Instrução escrita a
Separe e copie cada linha abaixo que contenha a palavra "mountain", sem incluir o trecho sobre literatura de terror. Diferencie maiúsculas de minúsculas.

Trecho
Em As coisas que perdemos no fogo (2016), a escritora argentina Mariana Enriquez transforma os medos e os horrores da América Latina em contos de terror. Em um país assolado pela Ditadura Militar, como foi a Argentina, como foi o nosso, o medo da escuridão não é o medo do fantasma que pode surgir dela, mas sim daquilo que ali desapareceu sem deixar respostas. Para a autora, que cresceu durante a ditadura, os fantasmas não são almas que atormentam os vivos, mas “algo ou alguém cujo trauma se repete sempre”. É por isso que a todo momento em seu livro os tormentos aos quais passam seus personagens se confundem com a fantasmagórica presença de um passado trágico à espreita nas esquinas, nas ruínas de casarões ou fábricas, por toda parte nos contrastes da cidade. “Os traumas históricos — e na Argentina há muitos deles — também são assim”, afirma Enriquez.

Para pensarmos em terror e periferia precisamos antes falar sobre a relação entre o gênero terror e a modernidade. Com o avanço e o estabelecimento da ciência, o medo moderno não era mais apenas do que não se sabia, mas principalmente dos riscos de se saber demais. Esse é o tema de um dos principais livros de terror do Século XVIII, Frankenstein ou o Prometeu Moderno, de Mary Shelley, e também da literatura gótica, com seus castelos sombrios erguidos em meio às luzes da razão. Naturalmente, as mudanças trazidas pela ciência mudaram os medos das pessoas daquela época, já que cada vez mais a ciência transformava a vida de todos, principalmente durante o processo de industrialização e urbanização, quando os avanços tecnológicos se instalaram de vez no cotidiano e reconfiguraram não apenas as rotinas, mas também as maneiras de se perceber o mundo. A partir desse processo acelerado de modernização, aquelas pessoas que vieram do campo foram expostas aos diversos estímulos dessa nova lógica: a velocidade dos automóveis, a rotina dura de trabalho, o tráfego intenso de pessoas, as notícias trágicas nos jornais. Esses estímulos eram cada vez mais conformados com a vida e naturalizados. A popularidade da literatura de terror surgiu neste contexto, oferecendo uma experiência tão extrema ao ponto de romper com o efeito anestésico dos híper estímulos modernos, com o alívio de serem inofensivas palavras sobre o papel.

Dados de entrada
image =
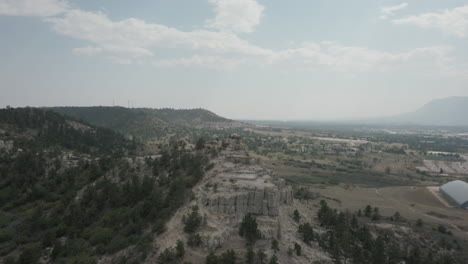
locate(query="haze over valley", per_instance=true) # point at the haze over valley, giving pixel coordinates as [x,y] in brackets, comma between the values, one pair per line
[233,132]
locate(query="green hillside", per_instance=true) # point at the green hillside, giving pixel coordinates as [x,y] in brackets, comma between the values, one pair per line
[141,122]
[72,193]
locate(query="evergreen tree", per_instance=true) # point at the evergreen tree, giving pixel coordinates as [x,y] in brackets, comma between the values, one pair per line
[274,245]
[298,249]
[211,259]
[273,259]
[228,257]
[261,257]
[296,216]
[306,232]
[180,250]
[368,211]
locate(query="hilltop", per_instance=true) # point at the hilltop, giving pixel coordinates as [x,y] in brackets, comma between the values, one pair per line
[450,111]
[144,123]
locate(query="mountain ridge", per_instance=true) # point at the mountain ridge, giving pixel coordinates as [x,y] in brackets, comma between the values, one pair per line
[448,111]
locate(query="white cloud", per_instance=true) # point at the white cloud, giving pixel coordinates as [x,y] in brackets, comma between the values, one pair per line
[135,38]
[239,16]
[387,11]
[451,21]
[40,8]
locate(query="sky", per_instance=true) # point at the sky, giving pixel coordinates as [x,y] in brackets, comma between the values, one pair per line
[242,59]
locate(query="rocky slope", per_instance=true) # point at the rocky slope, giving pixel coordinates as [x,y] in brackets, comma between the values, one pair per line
[238,185]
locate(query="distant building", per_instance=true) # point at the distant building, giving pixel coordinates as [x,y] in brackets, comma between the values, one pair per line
[457,192]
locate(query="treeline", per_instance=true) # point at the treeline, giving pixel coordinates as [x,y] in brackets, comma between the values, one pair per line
[348,239]
[73,214]
[50,129]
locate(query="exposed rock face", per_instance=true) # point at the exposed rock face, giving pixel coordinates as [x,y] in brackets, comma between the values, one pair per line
[259,201]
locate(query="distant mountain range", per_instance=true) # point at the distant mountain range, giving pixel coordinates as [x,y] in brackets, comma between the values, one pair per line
[450,111]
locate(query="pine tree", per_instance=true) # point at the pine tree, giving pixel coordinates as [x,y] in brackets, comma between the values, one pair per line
[274,245]
[296,216]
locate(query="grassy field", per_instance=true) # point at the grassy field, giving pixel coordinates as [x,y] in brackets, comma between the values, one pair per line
[411,202]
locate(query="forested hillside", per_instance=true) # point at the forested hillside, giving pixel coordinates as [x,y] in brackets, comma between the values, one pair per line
[142,123]
[71,192]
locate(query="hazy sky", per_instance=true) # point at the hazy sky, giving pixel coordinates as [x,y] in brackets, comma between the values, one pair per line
[257,59]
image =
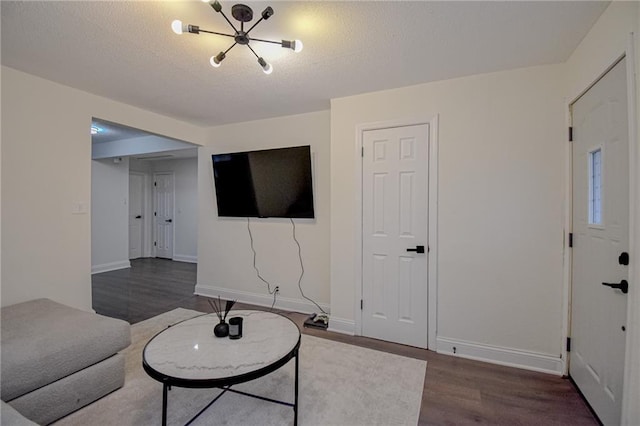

Instrução escrita b
Retome o trecho sobre literatura de terror acima e continue a escrevê-lo a partir da última frase.

Saída a
locate(query="mountain ridge", per_instance=true) # point at the mountain ridge, giving pixel coordinates as [x,y] in brackets, comma between the values, one pair per line
locate(query="distant mountain range", per_instance=true) # point at the distant mountain range, giving pixel coordinates as [x,y] in brackets, comma between the values, one pair per line

Saída b
Detalhe da capa da edição mexicana de “As coisas que perdemos no fogo”, da editora Anagrama. Imagem: divulgação

Entretanto, esse processo não foi o mesmo na periferia do mundo. Na América Latina da virada do Século XIX, a partir de ideais progressistas de cunho civilizatório, houve a tentativa de cópia da cultura, arquitetura e comportamento europeu. No entanto, o resultado disso foi uma modernização incompleta, uma urbanização imposta e o aumento dos contrastes sociais, o que vemos refletir até os dias de hoje. Buenos Aires, um dos cenários principais dos contos de Enriquez, passou por um processo muito particular de modernização. Durante os efervescentes anos 20, a cidade recebeu uma das transformações mais radicais da América Latina e se tornou uma espécie de capital europeia desterrada.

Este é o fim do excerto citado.